TASKS TO COMPLETE
[A] In the commentary on Rachel Reeves's speech, why does the writer say closing oil refineries and petrochemical plants drags down productivity? Answer in one to three sentences.
[B] According to the commentary on Rachel Reeves's speech, what was the unemployment rate when she took over, and what is it now?
[C] Continue the commentary on Rachel Reeves's speech from its last sentence.

*** Opening of TEXT PASSAGE ***

Rachel Reeves yesterday in her speech set out reasons for her poor performance. She is still claiming the problems stem from her inheritance, but she took over with 4% unemployment, now 4.8%, with 2% inflation, now 3.8% and a faster growing economy in the first half of 2024 than since. Most commentators see the damage was done by the run up to her first budget, hitting confidence by threatening all sorts of taxes, followed by a tax raising budget. Targeting extra tax on rich people, on companies, on small businesses , farms and above all on employing people was a sure fire way to undermine confidence, reduce new jobs and lead to closures of plants and shops and loss of jobs.
Food prices surged as shops struggled to meet the new higher wage and property bills. Energy prices surged as Mr Miliband’s enforced transition turned out to be dearer, not cheaper. Jobs dried up, and many young people now languish on benefits, unable to get their first foot on the employment ladder.
She says the poor rate of productivity growth is not a puzzle. I agree with that. She says it stems from years of underinvestment, Brexit paperwork and austerity economics. Wrong on all counts. The public sector collapse of productivity from covid was not owing to too little public sector investment, but to bad management. Just look at the wasted investment into the Post office and NHS computers, and into HS2. Our trade went up, not down after Brexit, with soaring services trade helping boost our economy. Far from 2019-24 being years of public sector austerity they were years of large increases in public spending and public recruitment, which lay behind the falls in productivity as too many people achieved too little extra.
So why is the productivity slowdown no puzzle? Because it results from the UK’s mad dear energy policy, closing high energy using factories and shutting down our highly productive oil and gas industry prematurely. It is because the public sector has greatly expanded its employee numbers and spending levels without delivering more service. This started after covid under the previous government and was clearly visible when Labour took over. Instead of demanding better public sector productivity they made the problem worse. They recruited more and boosted pay considerably without requiring smarter working. They intensified the closures of oil and gas, preventing any new wells being drilled or new investment being put in. They pushed up energy prices more in a dash to introduce more high cost renewables. The rate of factory closures speeded up. The ever higher energy taxation drove two oil refineries to close and two big olefins petrochemical plants to shut. No wonder productivity struggles as these are the capital intensive businesses that boost the national average productivity figure. People who serve in bars and restaurants work hard and are much needed but their labour productivity, the amount of revenue they earn for their business, is much lower than the revenue earned by the oil production worker or the refinery staff in very automated settings.

*** Close of TEXT PASSAGE ***
*** Opening of EXTRACTED DATA ***

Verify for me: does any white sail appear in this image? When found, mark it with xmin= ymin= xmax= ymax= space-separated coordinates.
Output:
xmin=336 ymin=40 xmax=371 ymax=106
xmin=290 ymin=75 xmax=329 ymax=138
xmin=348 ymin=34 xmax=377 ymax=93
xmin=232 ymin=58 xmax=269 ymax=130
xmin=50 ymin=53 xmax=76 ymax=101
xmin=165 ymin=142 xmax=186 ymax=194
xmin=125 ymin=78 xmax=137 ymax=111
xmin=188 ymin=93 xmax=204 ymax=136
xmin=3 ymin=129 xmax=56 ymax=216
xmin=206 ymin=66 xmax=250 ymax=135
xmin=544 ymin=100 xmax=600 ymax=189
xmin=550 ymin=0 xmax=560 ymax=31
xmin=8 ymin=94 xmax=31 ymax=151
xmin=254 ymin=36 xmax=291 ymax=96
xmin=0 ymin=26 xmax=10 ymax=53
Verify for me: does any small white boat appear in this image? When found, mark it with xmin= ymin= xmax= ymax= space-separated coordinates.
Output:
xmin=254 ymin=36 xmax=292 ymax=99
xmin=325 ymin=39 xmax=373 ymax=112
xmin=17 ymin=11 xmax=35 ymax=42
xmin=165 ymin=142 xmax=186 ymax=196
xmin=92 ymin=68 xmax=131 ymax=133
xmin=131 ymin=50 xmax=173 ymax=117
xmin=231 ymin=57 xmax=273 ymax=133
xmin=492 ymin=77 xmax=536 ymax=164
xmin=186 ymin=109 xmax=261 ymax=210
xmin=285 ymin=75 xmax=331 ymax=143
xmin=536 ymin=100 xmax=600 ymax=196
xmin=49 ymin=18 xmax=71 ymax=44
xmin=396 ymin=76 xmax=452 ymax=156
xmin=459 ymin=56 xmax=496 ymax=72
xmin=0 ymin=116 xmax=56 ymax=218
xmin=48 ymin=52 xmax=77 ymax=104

*** Close of EXTRACTED DATA ***

RESPONSES BY ITEM NUMBER
[A] The writer says these are capital-intensive businesses that raise the national average productivity figure. Their workers, in highly automated settings, earn far more revenue for their business than workers in lower-productivity jobs such as bars and restaurants.

[B] It was 4% when she took over and is now 4.8%.

[C]
To get the UK back on the road to higher productivity, faster growth and higher living standards we need lower energy prices to price industry back into world markets from a Uk base. We need lower total public spending and borrowing to start to bring our very high long term interest rates down. Rachel Reeves drove those up well above Truss levels in her first year by spending too much. She is wrong to say our high rates are the result of international markets. Our rates have gone higher than others thanks to a very bad budget. She recognises the need to get more people into work to cut the benefit the bill the right way. The trouble is without other spending reductions and some tax cuts on investment and business she will not get all the jobs it needs to bring that about.
She needs to redouble efforts to help the public sector work smarter. Bonuses need to be aligned to doing things better and cheaper. There needs to be an immediate staff freeze on all external recruitment apart from uniformed staff, medics and teachers. That way the organisations can slim as people leave, amalgamating roles and promoting existing staff into more rewarding and demanding positions.